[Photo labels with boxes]
########################################
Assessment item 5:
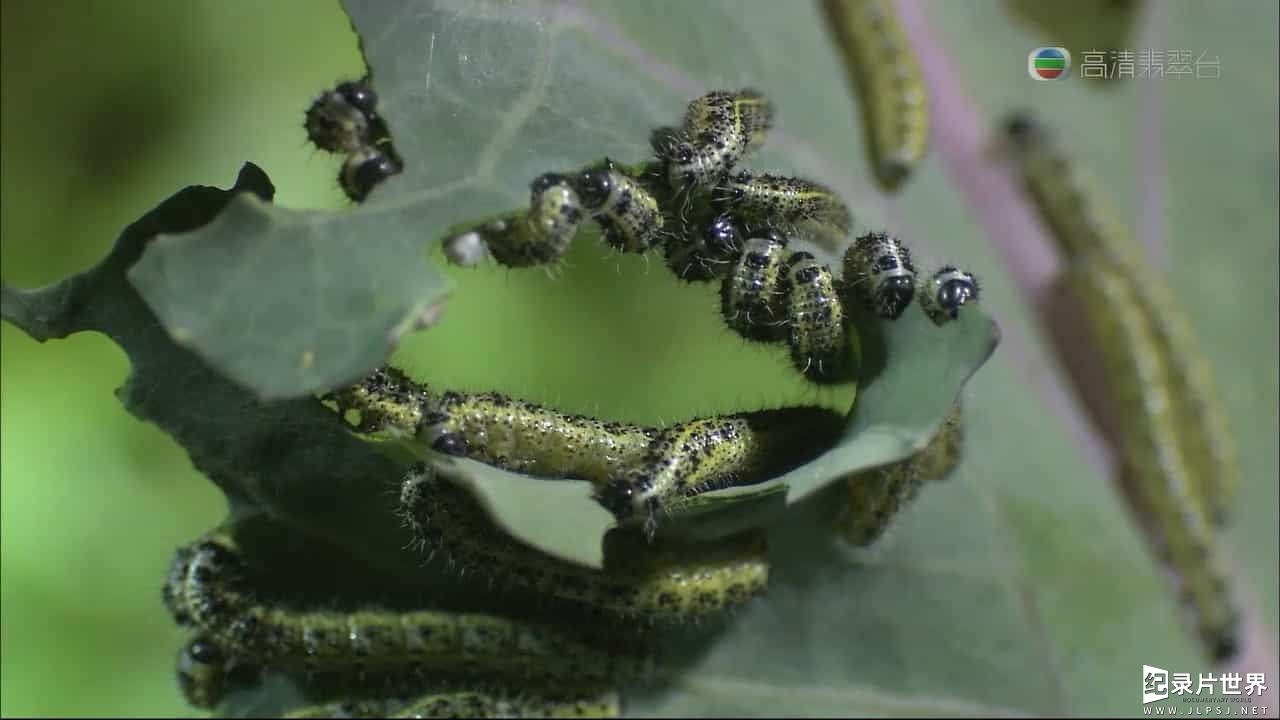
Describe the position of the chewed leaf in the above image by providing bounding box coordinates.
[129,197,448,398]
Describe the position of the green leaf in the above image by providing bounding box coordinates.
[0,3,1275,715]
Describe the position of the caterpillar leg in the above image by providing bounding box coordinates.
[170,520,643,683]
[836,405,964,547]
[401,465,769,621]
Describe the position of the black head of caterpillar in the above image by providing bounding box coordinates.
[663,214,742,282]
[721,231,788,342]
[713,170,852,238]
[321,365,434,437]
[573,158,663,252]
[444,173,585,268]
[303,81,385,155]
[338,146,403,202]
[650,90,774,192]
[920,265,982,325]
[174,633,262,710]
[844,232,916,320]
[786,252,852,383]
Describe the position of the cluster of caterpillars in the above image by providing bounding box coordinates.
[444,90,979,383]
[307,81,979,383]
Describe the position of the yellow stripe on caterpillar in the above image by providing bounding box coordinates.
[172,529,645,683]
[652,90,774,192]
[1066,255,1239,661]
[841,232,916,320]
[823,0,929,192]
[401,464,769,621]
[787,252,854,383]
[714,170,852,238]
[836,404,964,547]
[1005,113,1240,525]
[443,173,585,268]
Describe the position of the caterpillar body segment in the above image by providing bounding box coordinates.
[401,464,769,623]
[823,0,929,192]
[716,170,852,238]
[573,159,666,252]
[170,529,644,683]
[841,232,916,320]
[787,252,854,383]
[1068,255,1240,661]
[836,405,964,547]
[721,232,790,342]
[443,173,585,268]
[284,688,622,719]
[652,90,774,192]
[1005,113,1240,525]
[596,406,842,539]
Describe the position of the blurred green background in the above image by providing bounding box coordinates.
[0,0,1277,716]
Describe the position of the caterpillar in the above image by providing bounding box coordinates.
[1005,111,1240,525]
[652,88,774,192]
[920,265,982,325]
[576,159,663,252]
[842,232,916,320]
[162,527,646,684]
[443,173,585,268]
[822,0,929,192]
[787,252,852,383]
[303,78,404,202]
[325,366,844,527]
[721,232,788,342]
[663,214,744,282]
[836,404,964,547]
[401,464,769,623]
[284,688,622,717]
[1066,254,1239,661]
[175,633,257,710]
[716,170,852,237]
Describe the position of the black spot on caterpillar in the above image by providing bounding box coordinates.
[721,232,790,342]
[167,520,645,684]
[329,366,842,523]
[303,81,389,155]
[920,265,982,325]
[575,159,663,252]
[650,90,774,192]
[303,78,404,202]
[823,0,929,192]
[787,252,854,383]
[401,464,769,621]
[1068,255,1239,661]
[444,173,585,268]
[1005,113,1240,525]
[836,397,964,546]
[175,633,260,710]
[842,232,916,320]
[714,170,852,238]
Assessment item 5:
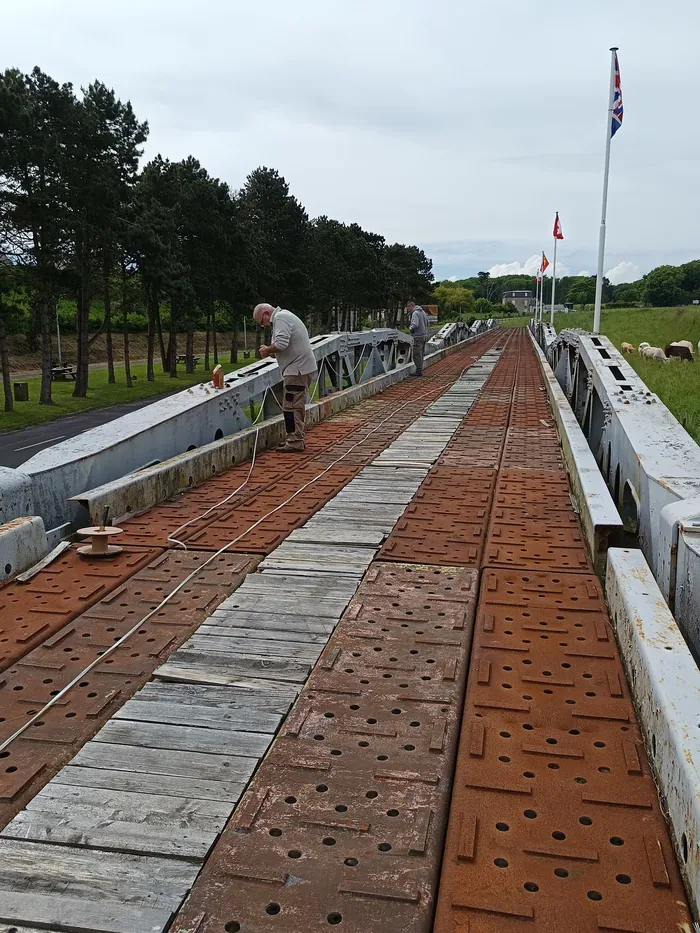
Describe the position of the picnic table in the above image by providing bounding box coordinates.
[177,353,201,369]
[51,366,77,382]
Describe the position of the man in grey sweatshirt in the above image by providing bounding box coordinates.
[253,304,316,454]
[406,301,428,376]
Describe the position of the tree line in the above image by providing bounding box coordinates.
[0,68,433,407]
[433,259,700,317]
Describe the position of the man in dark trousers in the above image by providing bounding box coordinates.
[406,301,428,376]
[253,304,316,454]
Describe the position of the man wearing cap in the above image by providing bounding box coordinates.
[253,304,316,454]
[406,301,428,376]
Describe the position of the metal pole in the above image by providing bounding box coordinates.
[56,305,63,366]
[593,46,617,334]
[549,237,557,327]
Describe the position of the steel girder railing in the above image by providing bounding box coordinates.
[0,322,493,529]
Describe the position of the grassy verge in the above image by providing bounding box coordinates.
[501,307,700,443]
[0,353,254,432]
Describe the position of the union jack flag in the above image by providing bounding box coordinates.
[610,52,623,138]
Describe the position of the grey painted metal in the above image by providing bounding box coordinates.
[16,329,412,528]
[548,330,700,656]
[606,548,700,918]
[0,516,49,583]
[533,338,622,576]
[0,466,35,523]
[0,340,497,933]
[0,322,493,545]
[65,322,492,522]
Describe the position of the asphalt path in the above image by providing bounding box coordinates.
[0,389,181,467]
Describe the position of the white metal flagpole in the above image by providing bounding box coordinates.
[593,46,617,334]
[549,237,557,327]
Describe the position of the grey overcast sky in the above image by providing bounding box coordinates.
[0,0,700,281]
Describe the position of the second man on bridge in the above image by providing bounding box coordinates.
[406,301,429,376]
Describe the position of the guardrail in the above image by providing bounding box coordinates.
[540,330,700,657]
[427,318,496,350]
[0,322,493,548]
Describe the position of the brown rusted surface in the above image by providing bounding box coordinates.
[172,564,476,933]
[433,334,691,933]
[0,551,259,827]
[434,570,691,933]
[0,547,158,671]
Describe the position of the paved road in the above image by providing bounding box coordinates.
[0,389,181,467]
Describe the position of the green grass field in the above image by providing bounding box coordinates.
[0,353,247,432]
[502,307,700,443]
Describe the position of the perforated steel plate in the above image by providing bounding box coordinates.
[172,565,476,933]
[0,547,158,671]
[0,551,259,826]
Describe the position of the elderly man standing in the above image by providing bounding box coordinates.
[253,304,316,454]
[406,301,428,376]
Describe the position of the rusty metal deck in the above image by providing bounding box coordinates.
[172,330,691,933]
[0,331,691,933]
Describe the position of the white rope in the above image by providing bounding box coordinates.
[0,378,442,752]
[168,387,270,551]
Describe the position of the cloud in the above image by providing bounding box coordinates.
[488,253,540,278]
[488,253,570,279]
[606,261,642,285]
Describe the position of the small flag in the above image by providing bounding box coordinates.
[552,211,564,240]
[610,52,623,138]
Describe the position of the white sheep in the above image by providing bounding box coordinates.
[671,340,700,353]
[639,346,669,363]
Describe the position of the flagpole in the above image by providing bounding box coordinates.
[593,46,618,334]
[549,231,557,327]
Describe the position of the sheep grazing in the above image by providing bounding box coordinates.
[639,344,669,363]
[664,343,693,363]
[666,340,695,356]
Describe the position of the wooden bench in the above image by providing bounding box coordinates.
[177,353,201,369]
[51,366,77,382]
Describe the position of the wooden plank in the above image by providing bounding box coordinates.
########################################
• WORK TO DO: Change "by providing bounding box coordinates" to "by giving the box coordinates" throughout all the lines above, and keep everything else the same. Leave the pictures out of your answer.

• WORKED SOLUTION:
Assessment item 5:
Describe the position of the chewed leaf in the above image by giving the box coordinates.
[129,197,448,398]
Describe the position of the green leaf in the above image by giving the box coordinates.
[0,3,1275,715]
Describe the position of the caterpillar leg in the above image by giving the box coordinates.
[170,520,643,683]
[836,405,964,547]
[401,465,769,621]
Describe the position of the black head of caterpillar in the above image by giving the box coordinates.
[663,214,742,282]
[721,231,788,342]
[713,170,852,238]
[321,365,434,437]
[573,158,663,252]
[444,173,585,268]
[303,81,385,155]
[338,146,403,202]
[650,90,774,192]
[920,265,982,325]
[174,633,262,710]
[844,232,916,320]
[786,252,852,383]
Describe the position of the cluster of caterpillars in the above image by giving the box coordinates.
[444,90,979,383]
[307,81,979,383]
Describe the position of the yellow stripe on caterpillar in the above image by giving the box coordinates.
[172,529,645,683]
[652,90,774,192]
[1066,255,1239,661]
[841,232,916,320]
[823,0,929,192]
[401,464,769,621]
[787,252,854,383]
[714,170,852,238]
[836,404,964,547]
[1005,113,1240,525]
[443,173,585,268]
Describe the position of the caterpillar body segment in the above image by giving the box coordinates.
[401,464,769,623]
[823,0,929,192]
[716,170,852,238]
[573,159,666,252]
[170,529,644,683]
[841,232,916,320]
[787,252,854,383]
[1068,255,1240,661]
[836,405,964,547]
[721,232,790,342]
[443,173,585,268]
[284,688,622,719]
[652,90,774,192]
[1005,113,1240,525]
[596,406,842,539]
Describe the position of the blurred green background in the above image by giving the box coordinates.
[0,0,1277,716]
Describe the position of the caterpillar in the above image by giving the box coordinates.
[1005,111,1240,525]
[652,88,774,192]
[920,265,982,325]
[576,159,663,252]
[842,232,916,320]
[162,527,646,684]
[443,173,585,268]
[822,0,929,192]
[787,252,852,383]
[303,78,404,202]
[325,366,844,527]
[721,232,788,342]
[663,214,744,282]
[836,404,964,547]
[401,464,769,623]
[284,688,622,717]
[1066,254,1239,661]
[175,633,257,710]
[716,170,852,237]
Describe the position of the black spot on caterpillar in the above image by giving the box coordinates.
[721,232,790,342]
[167,520,645,684]
[329,366,842,523]
[303,81,389,155]
[920,265,982,325]
[575,159,663,252]
[650,90,774,192]
[303,78,404,202]
[823,0,929,192]
[787,252,854,383]
[401,464,769,621]
[1068,255,1239,661]
[444,173,585,268]
[1005,113,1240,525]
[836,397,964,546]
[175,633,260,710]
[842,232,916,320]
[714,170,852,238]
Assessment item 5:
Describe the position of the picnic table in the above image by giving the box coordinates.
[177,353,201,369]
[51,366,77,382]
Describe the position of the man in grey sweatshirt in the above image by giving the box coordinates.
[253,304,316,454]
[406,301,428,376]
Describe the position of the tree line in the above image by giving the box coordinates.
[0,68,433,407]
[433,259,700,317]
Describe the position of the man in dark trousers in the above image by giving the box coordinates.
[406,301,428,376]
[253,304,316,454]
Describe the position of the man wearing cap in the above image by giving the box coordinates.
[253,304,316,454]
[406,301,428,376]
Describe the position of the metal pole in the above image by giving the box coordinates.
[56,305,63,366]
[593,46,617,334]
[549,237,557,327]
Describe the position of the steel girder railing in the above image by giving the box coordinates.
[0,322,493,529]
Describe the position of the grassy verge in the above image by giving the box coordinates.
[501,307,700,443]
[0,353,254,432]
Describe the position of the union jack flag in the above image by giving the box coordinates.
[610,52,623,138]
Describe the position of the grey painted metal in the above image by giving the box coordinates.
[16,329,412,528]
[548,330,700,656]
[606,548,700,918]
[0,516,49,583]
[533,338,622,576]
[0,466,35,523]
[0,340,497,933]
[0,322,493,545]
[65,322,492,522]
Describe the position of the asphalt path in the above image by giving the box coordinates.
[0,389,181,467]
Describe the position of the white metal flagpole in the above image by giving the box coordinates.
[593,46,617,334]
[549,237,557,327]
Describe the position of the grey overcast sky in the above image by giving the box coordinates.
[0,0,700,281]
Describe the position of the second man on bridge in the above image by giving the box coordinates.
[406,301,429,376]
Describe the position of the guardrail in the above image by giving the box coordinates.
[540,330,700,657]
[427,318,496,350]
[0,322,493,548]
Describe the position of the brown rusted surface in the above image by giving the box coordinates.
[172,564,476,933]
[433,334,691,933]
[0,551,259,827]
[434,570,691,933]
[0,547,158,671]
Describe the position of the paved road in the above image by giving the box coordinates.
[0,389,181,467]
Describe the position of the green grass field in the above image by giving the box coordinates.
[0,353,247,432]
[502,307,700,443]
Describe the position of the perforated steel plate in the above image by giving the box coordinates.
[172,565,476,933]
[0,547,158,671]
[0,551,259,826]
Describe the position of the elderly man standing in the above image by giving the box coordinates.
[253,304,316,454]
[406,301,428,376]
Describe the position of the rusty metal deck in the above image by giving the box coordinates.
[172,330,691,933]
[0,331,691,933]
Describe the position of the white rope in the above image by giving the box coordinates.
[0,378,442,752]
[168,387,270,551]
Describe the position of the cloud in the above image by giving the box coordinates.
[488,253,540,278]
[488,253,570,279]
[606,261,642,285]
Describe the position of the small flag in the above image by giving the box coordinates.
[552,211,564,240]
[610,52,623,138]
Describe the position of the white sheep in the above image by giving the box coordinates.
[671,340,700,353]
[639,346,669,363]
Describe the position of the flagpole in the above image by giving the box coordinates.
[593,46,618,334]
[549,231,557,327]
Describe the position of the sheep grazing in the above image by giving the box coordinates.
[639,344,669,363]
[664,343,693,363]
[666,340,695,356]
Describe the position of the wooden bench in the above image by giving the box coordinates.
[177,353,201,369]
[51,366,77,382]
Describe the position of the wooden plank in the above image by giving the box coordinates.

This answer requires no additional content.